▶ [Text]
>> Begin

Saharanpur
Identity Hurts
One rarely hears an Indian Hindu, Christian, Sikh, or Jain asking what he must do to survive in India. Why then is the Muslim in the country still compelled to ask how he should conduct himself?
There are questions asked in confidence, and there are questions asked in fear. The former are born of curiosity; the latter of survival. In recent years, one question has echoed in drawing rooms, university corridors, television studios, and the weary silence of Muslim homes across India: What do Indian Muslims need to do in a Hindu-majority land? The question is not philosophical. It is existential.
One rarely hears an Indian Hindu asking what he must do to survive in India. Nor does one hear such anxiety from Christians, Sikhs, or Jains. Why then is the Muslim, more than seventy-five years after Partition, still compelled to ask how he should conduct himself? When does a citizen begin to ask permission to belong?
To understand the wound, one must examine the history.
The roots of contemporary anxiety are not merely political; they are civilizational. The Hindu social order historically rested on a hierarchical caste system, sanctified by scriptures and normalized over centuries of practice. The Brahmin, the Kshatriya, the Vaishya, and the Shudra—an arrangement not merely occupational but existential. Beneath this structure lay those outside its moral perimeter: the so-called “untouchables,” later called Dalits.
This hierarchy did not merely marginalize Muslims and Christians; it institutionalized inequality among Hindus themselves. The caste system created a moral vocabulary in which stratification was natural, and purity was sacred. When hierarchy becomes theology, exclusion ceases to be cruelty—it becomes duty.
Muslims entered this subcontinent as rulers, traders, mystics, and migrants. Over centuries, they became woven into India’s cultural fabric. Urdu poetry, Mughal architecture, Sufi shrines, music traditions—none of these are alien implants. They are part of the soil. Yet, politically, Muslims were often perceived as the “other,” especially during the late colonial period when identity hardened under electoral arithmetic.
The British policy of separate electorates intensified communal consciousness. Politics became arithmetic; arithmetic became destiny. By the 1930s and 1940s, distrust was no longer abstract—it was organized. The failure of the Congress leadership to reassure Muslim political aspirations, coupled with the fear of permanent majority rule, laid the psychological groundwork for the demand for Pakistan.

>> End

▶ [Raw data]
>> Begin

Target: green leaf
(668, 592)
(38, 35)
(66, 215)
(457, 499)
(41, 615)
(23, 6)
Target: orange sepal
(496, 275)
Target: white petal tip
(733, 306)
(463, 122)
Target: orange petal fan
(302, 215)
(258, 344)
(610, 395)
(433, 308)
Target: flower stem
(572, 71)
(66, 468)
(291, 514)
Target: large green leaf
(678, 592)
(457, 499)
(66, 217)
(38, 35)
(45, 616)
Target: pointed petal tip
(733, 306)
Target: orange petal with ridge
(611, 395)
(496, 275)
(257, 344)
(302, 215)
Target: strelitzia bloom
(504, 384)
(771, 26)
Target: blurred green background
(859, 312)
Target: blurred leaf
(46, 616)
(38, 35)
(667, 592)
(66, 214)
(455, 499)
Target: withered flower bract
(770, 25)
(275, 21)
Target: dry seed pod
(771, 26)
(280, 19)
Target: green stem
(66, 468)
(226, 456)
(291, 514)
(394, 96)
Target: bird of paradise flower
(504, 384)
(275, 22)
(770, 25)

>> End
>> Begin

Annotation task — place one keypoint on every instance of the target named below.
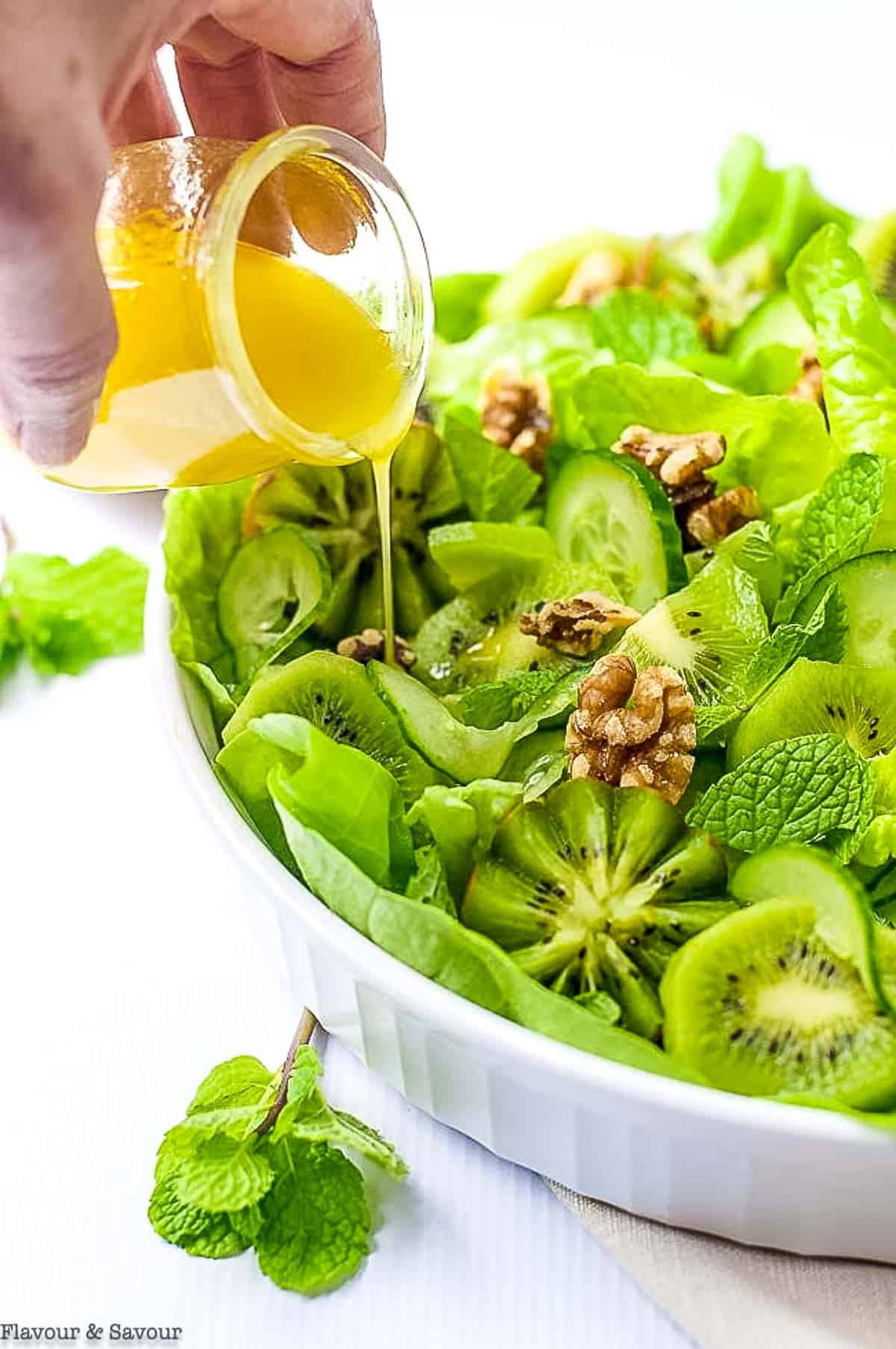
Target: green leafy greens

>> End

▶ [Task set]
1: Revise the piece on Muslim identity in India, starting at "The British policy" and ending at "demand for Pakistan.", so that "distrust" is swapped for "suspicion".
2: According to the piece on Muslim identity in India, what laid the psychological groundwork for the demand for Pakistan? Answer in one to three sentences.
You won't need the records for any of this.

▶ [Results by task]
1:
The British policy of separate electorates intensified communal consciousness. Politics became arithmetic; arithmetic became destiny. By the 1930s and 1940s, suspicion was no longer abstract—it was organized. The failure of the Congress leadership to reassure Muslim political aspirations, coupled with the fear of permanent majority rule, laid the psychological groundwork for the demand for Pakistan.

2: The Congress leadership failed to reassure Muslim political aspirations, and there was also a fear of permanent majority rule. Together these laid the psychological groundwork for the demand for Pakistan.